*** Data for the task Section Begins ***
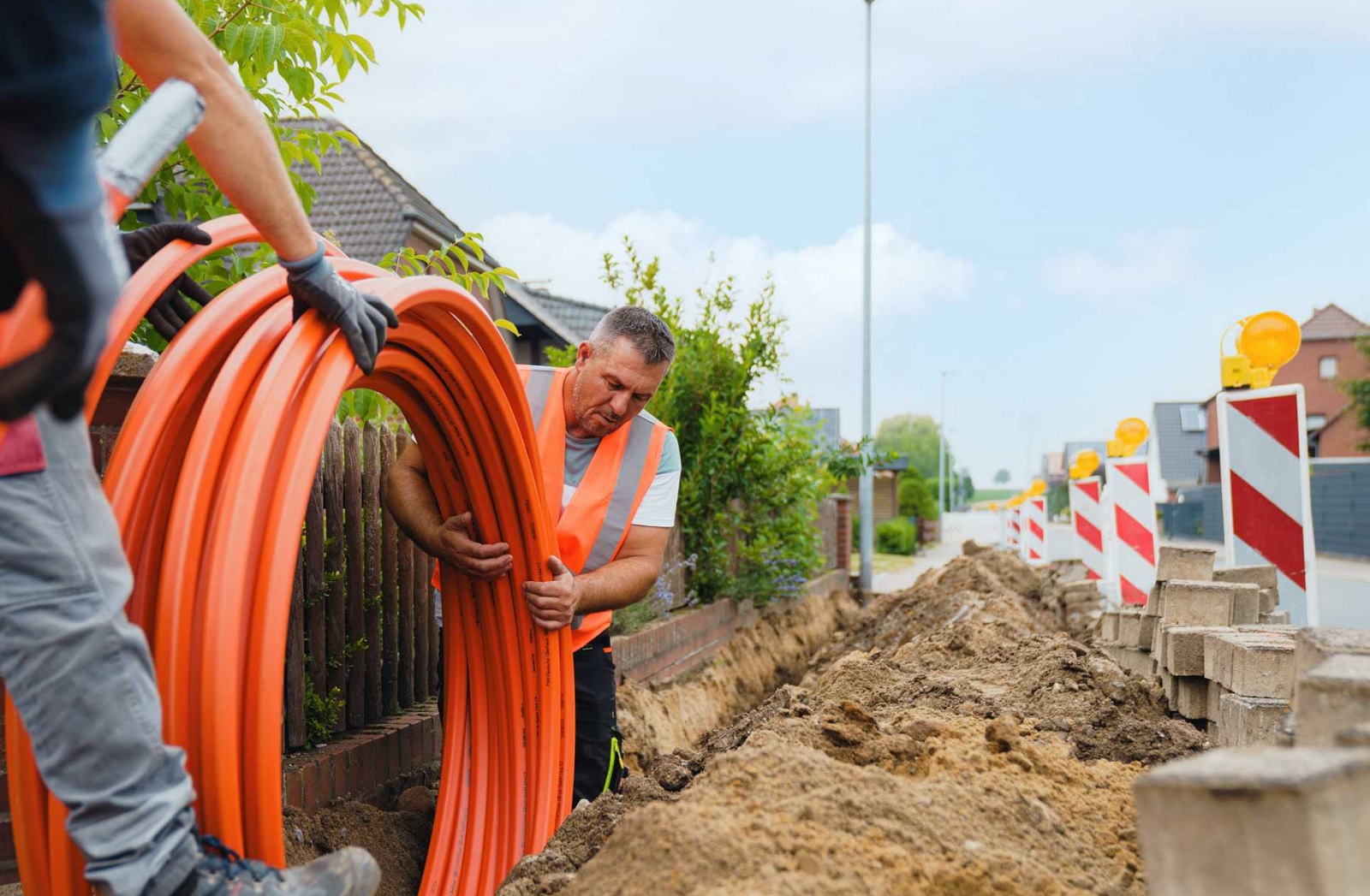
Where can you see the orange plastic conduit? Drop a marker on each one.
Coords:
(210, 481)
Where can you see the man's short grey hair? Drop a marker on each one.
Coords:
(647, 333)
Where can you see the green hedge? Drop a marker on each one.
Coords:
(896, 536)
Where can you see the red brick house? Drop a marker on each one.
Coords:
(1326, 359)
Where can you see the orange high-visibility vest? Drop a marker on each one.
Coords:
(593, 526)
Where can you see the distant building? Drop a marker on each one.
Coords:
(1180, 430)
(372, 210)
(1326, 359)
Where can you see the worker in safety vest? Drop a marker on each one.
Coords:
(80, 673)
(616, 473)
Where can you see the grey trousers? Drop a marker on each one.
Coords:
(81, 674)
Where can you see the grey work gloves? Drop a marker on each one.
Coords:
(315, 284)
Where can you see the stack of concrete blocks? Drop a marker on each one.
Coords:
(1260, 821)
(1288, 821)
(1218, 642)
(1332, 691)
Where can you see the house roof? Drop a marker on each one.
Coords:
(362, 200)
(1178, 447)
(1333, 323)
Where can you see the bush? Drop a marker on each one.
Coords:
(914, 496)
(751, 481)
(896, 536)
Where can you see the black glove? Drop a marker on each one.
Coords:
(170, 312)
(315, 284)
(74, 258)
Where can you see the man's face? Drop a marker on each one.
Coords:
(613, 385)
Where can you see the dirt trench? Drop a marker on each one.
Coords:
(951, 741)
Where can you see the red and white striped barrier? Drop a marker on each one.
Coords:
(1266, 496)
(1087, 518)
(1034, 531)
(1135, 524)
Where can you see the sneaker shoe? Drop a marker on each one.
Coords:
(349, 871)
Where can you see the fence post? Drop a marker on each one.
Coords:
(355, 573)
(390, 590)
(295, 731)
(335, 566)
(372, 524)
(422, 622)
(315, 588)
(404, 551)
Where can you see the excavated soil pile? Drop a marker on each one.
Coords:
(773, 651)
(951, 743)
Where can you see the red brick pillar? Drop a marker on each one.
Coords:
(844, 531)
(116, 401)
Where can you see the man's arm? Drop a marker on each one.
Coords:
(620, 583)
(408, 497)
(235, 144)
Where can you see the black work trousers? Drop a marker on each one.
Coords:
(599, 758)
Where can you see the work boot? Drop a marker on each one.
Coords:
(349, 871)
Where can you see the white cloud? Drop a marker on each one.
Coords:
(502, 77)
(1143, 264)
(819, 288)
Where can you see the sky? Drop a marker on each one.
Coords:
(1072, 200)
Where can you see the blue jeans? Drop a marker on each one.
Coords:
(81, 674)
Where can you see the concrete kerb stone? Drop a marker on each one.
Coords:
(1188, 563)
(1262, 576)
(1333, 697)
(1184, 649)
(1209, 603)
(1191, 697)
(1257, 821)
(1251, 721)
(1251, 663)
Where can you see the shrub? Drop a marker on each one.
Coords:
(896, 536)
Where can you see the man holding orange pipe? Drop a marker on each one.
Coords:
(79, 672)
(613, 472)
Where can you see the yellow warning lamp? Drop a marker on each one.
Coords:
(1132, 432)
(1082, 463)
(1266, 343)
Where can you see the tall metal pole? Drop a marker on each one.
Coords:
(867, 484)
(942, 451)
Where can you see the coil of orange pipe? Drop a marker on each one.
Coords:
(210, 480)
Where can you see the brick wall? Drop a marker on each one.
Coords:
(365, 761)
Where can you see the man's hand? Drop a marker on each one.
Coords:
(456, 549)
(554, 603)
(170, 312)
(315, 284)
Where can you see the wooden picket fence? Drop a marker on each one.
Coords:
(362, 625)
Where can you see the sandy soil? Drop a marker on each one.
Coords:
(951, 743)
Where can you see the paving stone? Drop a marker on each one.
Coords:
(1247, 822)
(1194, 565)
(1185, 645)
(1109, 626)
(1251, 663)
(1191, 697)
(1155, 602)
(1207, 603)
(1129, 628)
(1315, 645)
(1260, 576)
(1333, 697)
(1251, 721)
(1269, 601)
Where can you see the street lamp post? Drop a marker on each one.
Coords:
(867, 484)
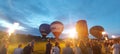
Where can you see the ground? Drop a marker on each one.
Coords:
(39, 48)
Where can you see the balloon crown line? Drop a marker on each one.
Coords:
(57, 27)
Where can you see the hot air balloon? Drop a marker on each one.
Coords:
(82, 29)
(96, 31)
(44, 30)
(56, 28)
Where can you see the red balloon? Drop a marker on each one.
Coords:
(56, 28)
(44, 30)
(82, 29)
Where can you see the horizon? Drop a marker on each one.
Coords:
(31, 14)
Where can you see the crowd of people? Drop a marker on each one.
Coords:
(85, 47)
(78, 47)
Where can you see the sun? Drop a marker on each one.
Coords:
(72, 33)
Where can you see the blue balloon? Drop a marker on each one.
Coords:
(44, 30)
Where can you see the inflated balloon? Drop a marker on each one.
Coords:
(82, 29)
(96, 31)
(44, 30)
(56, 28)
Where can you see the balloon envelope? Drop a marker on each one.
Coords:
(44, 29)
(96, 31)
(82, 29)
(56, 28)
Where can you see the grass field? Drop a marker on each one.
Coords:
(39, 48)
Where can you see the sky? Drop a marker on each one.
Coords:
(30, 14)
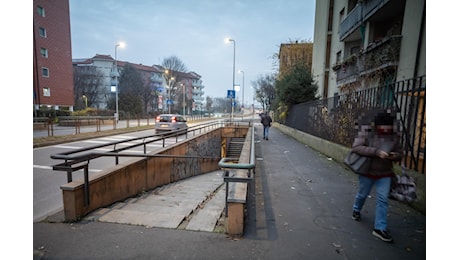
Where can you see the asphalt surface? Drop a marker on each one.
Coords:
(300, 209)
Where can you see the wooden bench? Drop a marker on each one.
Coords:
(238, 193)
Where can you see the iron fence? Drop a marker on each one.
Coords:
(334, 118)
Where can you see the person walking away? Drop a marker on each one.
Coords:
(266, 121)
(380, 141)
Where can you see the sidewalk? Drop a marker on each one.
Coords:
(301, 210)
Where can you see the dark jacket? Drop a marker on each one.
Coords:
(266, 120)
(369, 147)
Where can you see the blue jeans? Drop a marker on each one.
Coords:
(266, 131)
(382, 188)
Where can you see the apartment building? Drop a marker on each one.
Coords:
(52, 55)
(164, 94)
(293, 53)
(365, 43)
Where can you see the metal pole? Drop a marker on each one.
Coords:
(116, 84)
(233, 85)
(183, 99)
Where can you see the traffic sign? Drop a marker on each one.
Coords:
(231, 93)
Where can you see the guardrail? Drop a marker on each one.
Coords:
(80, 159)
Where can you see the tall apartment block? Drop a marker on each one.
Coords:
(52, 55)
(364, 43)
(293, 53)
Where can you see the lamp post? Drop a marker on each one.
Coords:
(86, 100)
(169, 96)
(242, 94)
(121, 44)
(233, 84)
(183, 98)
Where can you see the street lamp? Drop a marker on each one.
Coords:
(168, 88)
(121, 44)
(233, 84)
(183, 98)
(242, 94)
(86, 100)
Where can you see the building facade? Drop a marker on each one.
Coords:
(52, 56)
(180, 93)
(365, 43)
(293, 53)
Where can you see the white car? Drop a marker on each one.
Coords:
(170, 122)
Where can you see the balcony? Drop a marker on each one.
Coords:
(376, 56)
(358, 15)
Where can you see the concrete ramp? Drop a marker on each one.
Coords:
(195, 203)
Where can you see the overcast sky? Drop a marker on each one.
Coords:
(195, 32)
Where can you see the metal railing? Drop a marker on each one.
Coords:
(80, 159)
(334, 118)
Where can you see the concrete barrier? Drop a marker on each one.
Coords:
(129, 179)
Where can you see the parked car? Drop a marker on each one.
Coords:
(170, 122)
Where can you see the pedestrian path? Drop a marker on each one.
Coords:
(195, 203)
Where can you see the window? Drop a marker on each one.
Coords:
(46, 91)
(42, 32)
(45, 72)
(41, 11)
(44, 52)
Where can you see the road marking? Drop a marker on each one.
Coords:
(66, 147)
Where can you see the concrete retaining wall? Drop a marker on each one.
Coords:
(129, 179)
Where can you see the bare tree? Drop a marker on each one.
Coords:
(88, 86)
(265, 90)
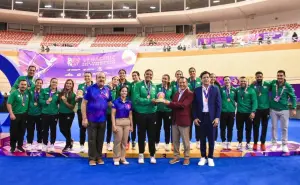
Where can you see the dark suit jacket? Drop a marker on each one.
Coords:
(181, 114)
(214, 103)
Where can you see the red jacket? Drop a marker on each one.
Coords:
(181, 114)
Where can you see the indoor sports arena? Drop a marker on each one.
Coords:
(149, 91)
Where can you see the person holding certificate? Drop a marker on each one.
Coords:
(164, 92)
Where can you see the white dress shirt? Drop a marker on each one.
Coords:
(181, 93)
(205, 104)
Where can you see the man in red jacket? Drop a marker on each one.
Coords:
(181, 120)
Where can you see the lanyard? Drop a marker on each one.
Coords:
(243, 93)
(148, 87)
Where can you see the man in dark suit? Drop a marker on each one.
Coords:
(181, 119)
(206, 112)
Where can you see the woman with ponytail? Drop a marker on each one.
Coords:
(66, 112)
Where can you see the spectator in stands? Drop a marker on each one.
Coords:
(295, 37)
(260, 40)
(47, 49)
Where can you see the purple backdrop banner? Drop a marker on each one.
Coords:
(216, 40)
(73, 66)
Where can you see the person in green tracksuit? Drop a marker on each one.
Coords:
(282, 92)
(262, 113)
(34, 118)
(29, 79)
(246, 108)
(163, 112)
(193, 83)
(175, 84)
(113, 89)
(136, 79)
(146, 109)
(66, 112)
(49, 100)
(228, 96)
(214, 82)
(122, 82)
(17, 106)
(81, 91)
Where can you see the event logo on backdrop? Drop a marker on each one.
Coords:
(64, 66)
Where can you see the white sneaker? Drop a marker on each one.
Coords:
(81, 149)
(240, 146)
(224, 145)
(51, 148)
(202, 161)
(156, 146)
(167, 147)
(141, 159)
(274, 147)
(45, 148)
(109, 147)
(29, 147)
(285, 149)
(198, 144)
(211, 162)
(40, 147)
(152, 160)
(228, 145)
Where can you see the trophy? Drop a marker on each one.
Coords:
(160, 97)
(79, 94)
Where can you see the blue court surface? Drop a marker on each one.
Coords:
(228, 171)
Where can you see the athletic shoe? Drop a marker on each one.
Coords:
(285, 148)
(255, 147)
(92, 163)
(240, 146)
(109, 147)
(224, 145)
(263, 147)
(133, 145)
(186, 162)
(125, 162)
(202, 161)
(274, 147)
(81, 149)
(156, 146)
(248, 146)
(211, 162)
(51, 148)
(167, 147)
(152, 160)
(45, 148)
(229, 146)
(21, 149)
(198, 144)
(100, 161)
(141, 159)
(29, 147)
(174, 160)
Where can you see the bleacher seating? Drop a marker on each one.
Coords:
(15, 37)
(71, 40)
(163, 39)
(113, 40)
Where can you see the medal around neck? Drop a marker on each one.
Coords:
(160, 97)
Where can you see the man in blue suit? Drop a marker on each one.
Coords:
(207, 111)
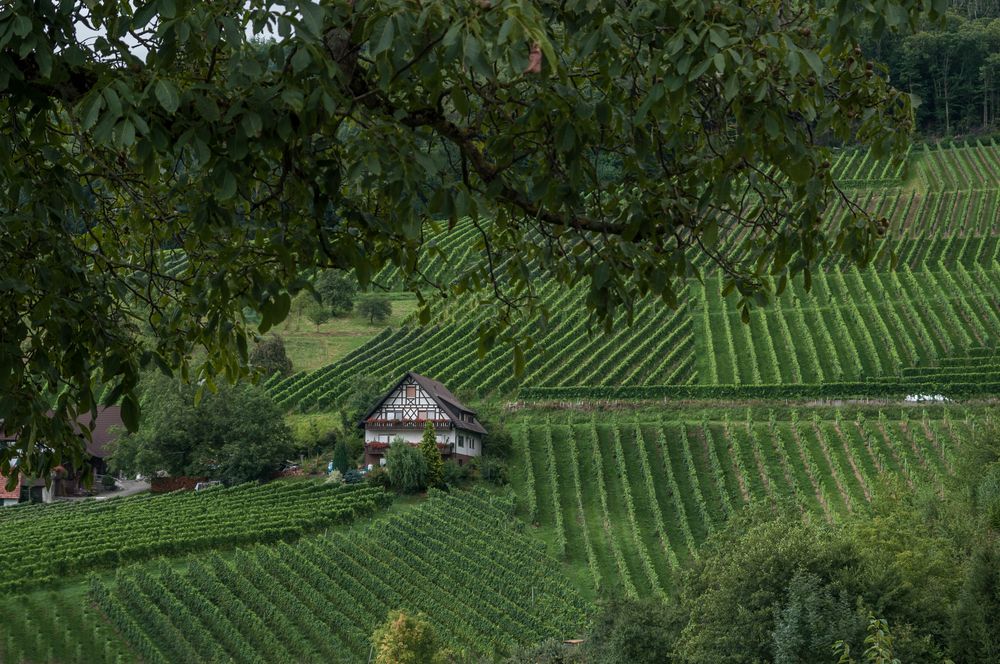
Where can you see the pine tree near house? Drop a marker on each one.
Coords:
(340, 461)
(435, 464)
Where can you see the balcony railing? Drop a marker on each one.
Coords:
(380, 448)
(405, 424)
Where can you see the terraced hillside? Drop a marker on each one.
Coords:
(626, 501)
(457, 558)
(852, 328)
(92, 535)
(877, 331)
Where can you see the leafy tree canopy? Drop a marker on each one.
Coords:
(236, 434)
(262, 138)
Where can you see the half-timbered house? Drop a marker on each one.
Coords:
(404, 411)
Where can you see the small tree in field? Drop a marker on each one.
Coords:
(337, 288)
(375, 309)
(431, 453)
(406, 639)
(317, 312)
(270, 356)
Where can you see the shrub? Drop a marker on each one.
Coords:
(432, 455)
(375, 309)
(454, 474)
(406, 466)
(337, 289)
(405, 639)
(270, 357)
(379, 477)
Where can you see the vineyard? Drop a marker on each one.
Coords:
(862, 332)
(457, 558)
(57, 628)
(80, 537)
(626, 503)
(875, 332)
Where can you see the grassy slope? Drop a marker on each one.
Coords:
(828, 467)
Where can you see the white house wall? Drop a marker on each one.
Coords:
(399, 406)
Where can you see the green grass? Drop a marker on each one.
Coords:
(310, 346)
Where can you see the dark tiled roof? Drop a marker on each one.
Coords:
(106, 429)
(441, 395)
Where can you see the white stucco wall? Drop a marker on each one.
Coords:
(413, 437)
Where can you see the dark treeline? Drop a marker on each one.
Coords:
(952, 68)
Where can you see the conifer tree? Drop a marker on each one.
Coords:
(435, 464)
(340, 456)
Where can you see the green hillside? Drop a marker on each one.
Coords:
(456, 558)
(81, 537)
(627, 500)
(855, 332)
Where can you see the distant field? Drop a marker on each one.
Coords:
(457, 558)
(310, 347)
(625, 500)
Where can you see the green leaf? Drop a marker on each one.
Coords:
(143, 15)
(91, 112)
(301, 59)
(22, 26)
(814, 62)
(385, 42)
(228, 188)
(312, 17)
(130, 412)
(167, 95)
(565, 137)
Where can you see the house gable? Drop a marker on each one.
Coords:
(408, 401)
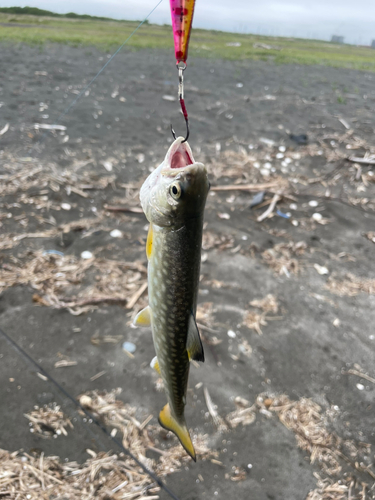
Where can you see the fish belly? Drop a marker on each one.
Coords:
(173, 277)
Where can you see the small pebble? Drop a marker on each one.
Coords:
(317, 216)
(108, 166)
(116, 233)
(86, 255)
(129, 346)
(321, 269)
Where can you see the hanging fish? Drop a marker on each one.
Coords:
(182, 12)
(173, 198)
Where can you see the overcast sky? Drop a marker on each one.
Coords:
(353, 19)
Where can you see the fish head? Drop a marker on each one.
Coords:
(177, 189)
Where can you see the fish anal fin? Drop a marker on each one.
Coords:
(143, 318)
(194, 345)
(155, 365)
(167, 421)
(149, 242)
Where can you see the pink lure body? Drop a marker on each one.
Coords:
(182, 12)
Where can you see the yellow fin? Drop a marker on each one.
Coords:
(155, 364)
(143, 318)
(149, 242)
(167, 421)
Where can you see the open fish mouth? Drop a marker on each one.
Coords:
(179, 157)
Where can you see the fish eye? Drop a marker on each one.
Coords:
(175, 190)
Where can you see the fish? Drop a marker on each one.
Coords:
(173, 198)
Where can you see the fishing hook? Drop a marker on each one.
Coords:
(181, 66)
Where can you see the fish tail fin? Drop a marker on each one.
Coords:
(167, 421)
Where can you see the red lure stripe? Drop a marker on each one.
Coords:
(184, 110)
(182, 12)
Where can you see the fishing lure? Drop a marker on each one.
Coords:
(182, 12)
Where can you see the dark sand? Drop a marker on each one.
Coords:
(301, 354)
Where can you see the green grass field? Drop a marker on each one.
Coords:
(107, 35)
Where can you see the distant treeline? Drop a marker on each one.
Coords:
(34, 11)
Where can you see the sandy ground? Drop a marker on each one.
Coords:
(316, 339)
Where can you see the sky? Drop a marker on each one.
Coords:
(320, 19)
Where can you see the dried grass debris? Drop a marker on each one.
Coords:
(103, 475)
(48, 421)
(370, 236)
(86, 281)
(305, 419)
(350, 285)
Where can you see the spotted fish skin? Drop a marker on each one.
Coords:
(173, 199)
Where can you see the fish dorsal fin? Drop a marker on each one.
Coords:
(149, 242)
(167, 421)
(143, 318)
(155, 365)
(194, 345)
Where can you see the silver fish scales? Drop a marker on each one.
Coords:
(173, 199)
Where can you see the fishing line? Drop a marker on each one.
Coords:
(66, 111)
(41, 370)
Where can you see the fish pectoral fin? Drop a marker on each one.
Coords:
(143, 318)
(155, 364)
(149, 242)
(194, 345)
(167, 421)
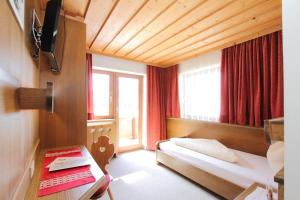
*** Data for the task Section Ends ***
= What the task asks =
Select every line in the records above that contains the word "building".

= Written response =
Where can you see the distant building? Drop a marker on each one.
Where can you see the apartment building? Drop a marker on each one.
Where can you see the building facade? Drop a marker on each one.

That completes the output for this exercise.